*** Opening DATA IN THIS EXERCISE ***

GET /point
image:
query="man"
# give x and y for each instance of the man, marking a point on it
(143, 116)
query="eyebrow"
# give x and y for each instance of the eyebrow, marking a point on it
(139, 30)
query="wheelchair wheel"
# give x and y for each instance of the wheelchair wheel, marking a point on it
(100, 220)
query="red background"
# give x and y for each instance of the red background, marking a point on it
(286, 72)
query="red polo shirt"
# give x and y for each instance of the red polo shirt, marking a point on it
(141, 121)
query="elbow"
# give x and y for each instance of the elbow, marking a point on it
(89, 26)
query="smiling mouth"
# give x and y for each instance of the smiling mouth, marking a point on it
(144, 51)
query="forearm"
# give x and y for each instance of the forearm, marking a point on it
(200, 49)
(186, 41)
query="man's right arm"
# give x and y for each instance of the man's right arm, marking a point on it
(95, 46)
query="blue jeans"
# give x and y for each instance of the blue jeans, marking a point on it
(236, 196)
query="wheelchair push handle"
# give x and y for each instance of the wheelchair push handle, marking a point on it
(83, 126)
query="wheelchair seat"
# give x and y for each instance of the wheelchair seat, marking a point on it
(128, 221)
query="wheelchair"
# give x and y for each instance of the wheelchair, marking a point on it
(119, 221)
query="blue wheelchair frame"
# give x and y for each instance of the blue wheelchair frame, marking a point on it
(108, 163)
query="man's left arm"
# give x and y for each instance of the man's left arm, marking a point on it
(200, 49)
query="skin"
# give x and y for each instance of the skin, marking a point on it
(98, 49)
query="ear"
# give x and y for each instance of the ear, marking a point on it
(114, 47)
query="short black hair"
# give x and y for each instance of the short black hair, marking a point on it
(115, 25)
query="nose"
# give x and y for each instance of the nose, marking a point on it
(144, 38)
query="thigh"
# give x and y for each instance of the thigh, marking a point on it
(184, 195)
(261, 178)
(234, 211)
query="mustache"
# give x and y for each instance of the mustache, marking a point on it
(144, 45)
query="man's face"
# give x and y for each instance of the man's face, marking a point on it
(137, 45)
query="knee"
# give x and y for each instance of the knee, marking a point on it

*** Closing DATA IN THIS EXERCISE ***

_WHAT TO DO_.
Nothing in the material may change; reproduce it all.

_ANSWER BOX_.
GET /point
image:
query="man"
# give x and y for each instance of the man, marking a point on it
(143, 116)
query="eyebrow"
# give x and y for each instance of the eyebrow, marking a point on it
(139, 30)
query="wheelchair wheel"
# give x and y for each instance of the wheelchair wheel, marking a point on it
(100, 220)
query="red background"
# give x and y for each instance of the red background, marking a point on it
(286, 72)
query="red polo shirt"
# give x and y for each instance of the red polo shirt, marking a point on it
(141, 121)
query="elbow"
# give x and y for each instance of the elbow, marking a point on it
(89, 26)
query="smiling mouth"
# give x and y for each instance of the smiling mouth, marking a point on it
(144, 51)
query="forearm"
# give x and y for each instance of the forearm, marking a point on it
(200, 49)
(186, 41)
query="man's right arm"
# give x and y for each instance of the man's right arm, marking a point on it
(95, 46)
query="blue jeans"
# give x and y for each instance of the blue jeans, marking a point on it
(236, 196)
query="wheelchair push handle"
# give x and y for each instance of the wheelchair push handle, marking a point on it
(83, 126)
query="wheelchair seat"
# give x and y for each instance of the wheelchair seat, marking a point on it
(128, 221)
query="wheelchair"
# give x and y for each instance of the wheelchair, marking a point on it
(119, 221)
query="blue wheelchair frame"
# give x and y for each instance of the blue wheelchair frame, marking a point on it
(108, 163)
query="man's left arm"
# give x and y for each instance of the man's left arm, marking a point on it
(200, 49)
query="skin"
# give x and y for each instance of the skin, marking a point on it
(98, 49)
query="ear"
# give x and y for each instance of the ear, marking a point on it
(114, 47)
query="short black hair"
# give x and y for each instance of the short black hair, marking a point on it
(115, 25)
query="nose"
# give x and y for each instance of the nose, marking a point on it
(144, 38)
query="thigh"
# give x and y for each instance of the thigh, marking a point on it
(184, 195)
(261, 178)
(234, 211)
query="mustache"
# give x and y for each instance of the mustache, marking a point on it
(144, 45)
query="man's face"
# give x and y for each instance of the man's face, marking a point on it
(137, 45)
query="knee"
# give x and y for each instance of the knee, marking a point on it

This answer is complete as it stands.